-- start STORED DATA --
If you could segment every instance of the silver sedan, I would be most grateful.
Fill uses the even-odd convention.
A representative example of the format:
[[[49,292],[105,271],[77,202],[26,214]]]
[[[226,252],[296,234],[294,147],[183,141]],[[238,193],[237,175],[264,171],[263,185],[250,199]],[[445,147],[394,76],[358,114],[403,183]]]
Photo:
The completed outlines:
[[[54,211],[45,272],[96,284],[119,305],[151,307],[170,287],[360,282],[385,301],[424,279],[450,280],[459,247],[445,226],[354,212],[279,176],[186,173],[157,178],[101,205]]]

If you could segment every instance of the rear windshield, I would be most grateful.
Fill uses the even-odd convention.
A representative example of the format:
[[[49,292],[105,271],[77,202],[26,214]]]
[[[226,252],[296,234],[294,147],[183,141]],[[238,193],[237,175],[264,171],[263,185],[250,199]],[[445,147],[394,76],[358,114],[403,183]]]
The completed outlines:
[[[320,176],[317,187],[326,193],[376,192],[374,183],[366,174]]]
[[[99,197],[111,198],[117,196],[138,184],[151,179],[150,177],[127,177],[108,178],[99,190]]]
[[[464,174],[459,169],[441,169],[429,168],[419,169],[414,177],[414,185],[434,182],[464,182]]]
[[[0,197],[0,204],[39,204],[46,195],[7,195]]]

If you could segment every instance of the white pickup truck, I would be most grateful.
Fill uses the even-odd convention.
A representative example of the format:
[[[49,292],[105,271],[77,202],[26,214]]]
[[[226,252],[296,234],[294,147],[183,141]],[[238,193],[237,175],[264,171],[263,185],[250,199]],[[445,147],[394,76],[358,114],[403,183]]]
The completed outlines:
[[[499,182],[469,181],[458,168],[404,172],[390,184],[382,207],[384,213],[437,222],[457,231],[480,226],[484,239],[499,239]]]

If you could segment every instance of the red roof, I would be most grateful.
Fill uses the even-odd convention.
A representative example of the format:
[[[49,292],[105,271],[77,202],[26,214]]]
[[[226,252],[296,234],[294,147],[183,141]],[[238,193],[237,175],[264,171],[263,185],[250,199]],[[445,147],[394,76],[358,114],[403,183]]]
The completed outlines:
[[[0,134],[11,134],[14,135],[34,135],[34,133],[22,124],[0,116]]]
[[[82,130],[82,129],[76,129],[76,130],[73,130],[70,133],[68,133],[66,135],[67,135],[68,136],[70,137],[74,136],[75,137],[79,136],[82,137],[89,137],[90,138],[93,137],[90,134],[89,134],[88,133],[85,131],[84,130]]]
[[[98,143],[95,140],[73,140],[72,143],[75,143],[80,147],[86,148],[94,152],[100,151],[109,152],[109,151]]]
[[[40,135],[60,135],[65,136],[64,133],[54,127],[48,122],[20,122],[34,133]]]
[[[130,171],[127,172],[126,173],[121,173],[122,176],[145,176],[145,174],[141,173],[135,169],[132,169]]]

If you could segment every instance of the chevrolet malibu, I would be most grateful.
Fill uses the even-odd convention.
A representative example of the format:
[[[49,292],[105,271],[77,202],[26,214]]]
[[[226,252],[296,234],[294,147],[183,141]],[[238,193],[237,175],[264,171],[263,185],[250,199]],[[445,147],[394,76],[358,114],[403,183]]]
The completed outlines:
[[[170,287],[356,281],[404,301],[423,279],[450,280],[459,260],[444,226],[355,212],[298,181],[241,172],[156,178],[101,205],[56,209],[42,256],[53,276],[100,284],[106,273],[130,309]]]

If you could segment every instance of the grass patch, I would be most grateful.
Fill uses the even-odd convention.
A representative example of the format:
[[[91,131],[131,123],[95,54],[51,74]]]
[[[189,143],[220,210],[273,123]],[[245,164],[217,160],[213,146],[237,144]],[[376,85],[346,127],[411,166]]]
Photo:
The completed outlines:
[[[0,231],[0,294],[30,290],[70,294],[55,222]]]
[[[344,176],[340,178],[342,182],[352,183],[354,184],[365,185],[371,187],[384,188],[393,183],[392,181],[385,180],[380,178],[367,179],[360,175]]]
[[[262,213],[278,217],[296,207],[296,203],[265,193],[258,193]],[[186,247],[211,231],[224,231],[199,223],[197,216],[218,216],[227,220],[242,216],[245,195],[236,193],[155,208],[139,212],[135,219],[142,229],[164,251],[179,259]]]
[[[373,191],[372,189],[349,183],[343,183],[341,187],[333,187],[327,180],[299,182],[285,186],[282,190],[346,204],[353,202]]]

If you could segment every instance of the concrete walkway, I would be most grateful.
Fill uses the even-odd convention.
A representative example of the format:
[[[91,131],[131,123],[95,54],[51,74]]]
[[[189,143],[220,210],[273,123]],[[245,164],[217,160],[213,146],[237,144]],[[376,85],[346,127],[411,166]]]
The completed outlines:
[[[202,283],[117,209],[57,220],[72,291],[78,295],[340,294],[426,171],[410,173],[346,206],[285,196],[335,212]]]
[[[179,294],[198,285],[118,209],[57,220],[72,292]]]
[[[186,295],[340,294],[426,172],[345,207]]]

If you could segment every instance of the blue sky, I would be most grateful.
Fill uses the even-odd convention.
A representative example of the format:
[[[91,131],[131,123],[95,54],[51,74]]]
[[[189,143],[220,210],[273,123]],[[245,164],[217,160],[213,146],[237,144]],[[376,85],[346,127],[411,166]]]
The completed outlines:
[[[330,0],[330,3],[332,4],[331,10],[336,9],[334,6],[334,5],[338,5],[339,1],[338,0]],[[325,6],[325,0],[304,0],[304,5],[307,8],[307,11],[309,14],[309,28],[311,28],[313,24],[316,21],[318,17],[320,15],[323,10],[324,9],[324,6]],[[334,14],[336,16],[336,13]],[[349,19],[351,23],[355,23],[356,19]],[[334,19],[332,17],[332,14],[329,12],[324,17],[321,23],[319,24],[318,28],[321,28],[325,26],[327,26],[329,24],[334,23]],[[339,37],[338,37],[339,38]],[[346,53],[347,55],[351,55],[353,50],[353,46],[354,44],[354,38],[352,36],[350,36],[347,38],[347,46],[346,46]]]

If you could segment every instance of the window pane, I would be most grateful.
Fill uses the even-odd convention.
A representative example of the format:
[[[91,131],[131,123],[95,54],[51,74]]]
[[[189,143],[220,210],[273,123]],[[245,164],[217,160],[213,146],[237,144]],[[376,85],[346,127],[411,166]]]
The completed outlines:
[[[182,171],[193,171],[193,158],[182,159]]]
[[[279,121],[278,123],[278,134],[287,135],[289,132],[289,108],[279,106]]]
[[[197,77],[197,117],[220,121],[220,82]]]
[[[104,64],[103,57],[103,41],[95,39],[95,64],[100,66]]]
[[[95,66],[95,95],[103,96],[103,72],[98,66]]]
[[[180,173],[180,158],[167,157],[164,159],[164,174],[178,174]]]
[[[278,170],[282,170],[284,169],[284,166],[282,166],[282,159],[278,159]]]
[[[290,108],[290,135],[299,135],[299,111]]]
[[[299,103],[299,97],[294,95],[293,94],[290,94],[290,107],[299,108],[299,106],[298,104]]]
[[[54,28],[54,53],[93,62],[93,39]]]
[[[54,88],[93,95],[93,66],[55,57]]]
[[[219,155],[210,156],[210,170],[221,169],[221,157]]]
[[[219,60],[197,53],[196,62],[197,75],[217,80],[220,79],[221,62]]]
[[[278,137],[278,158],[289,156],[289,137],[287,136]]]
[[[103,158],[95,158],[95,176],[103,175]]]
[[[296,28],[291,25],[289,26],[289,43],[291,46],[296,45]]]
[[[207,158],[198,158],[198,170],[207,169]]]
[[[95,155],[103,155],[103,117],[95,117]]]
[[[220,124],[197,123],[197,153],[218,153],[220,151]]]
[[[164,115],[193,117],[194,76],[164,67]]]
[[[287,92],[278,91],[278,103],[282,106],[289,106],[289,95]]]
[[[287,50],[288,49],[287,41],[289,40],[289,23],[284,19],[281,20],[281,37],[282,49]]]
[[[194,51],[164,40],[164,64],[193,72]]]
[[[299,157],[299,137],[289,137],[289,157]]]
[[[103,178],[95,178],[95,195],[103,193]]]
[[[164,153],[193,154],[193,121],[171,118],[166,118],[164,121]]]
-- end STORED DATA --
PROMPT - Gather every line in the rows above that contains the string "segment", with uppercase and lowercase treated as distinct.

OUTPUT OF THE EXERCISE -
If you could segment every instance of the silver sedan, I would be most grateful.
If you could segment every instance of the rear windshield, I would be most grateful.
If you could segment every instance of the white pickup truck, I would be most grateful.
If you could segment every instance of the red roof, I would be most grateful.
If you could segment every instance of the chevrolet malibu, I would be most grateful.
If you could segment every instance of the grass patch, I would be most grateful.
If you could segment every instance of the concrete walkway, I would be most grateful.
If you could segment every instance of the blue sky, I would be most grateful.
If you could segment every instance of the window pane, I would be most grateful.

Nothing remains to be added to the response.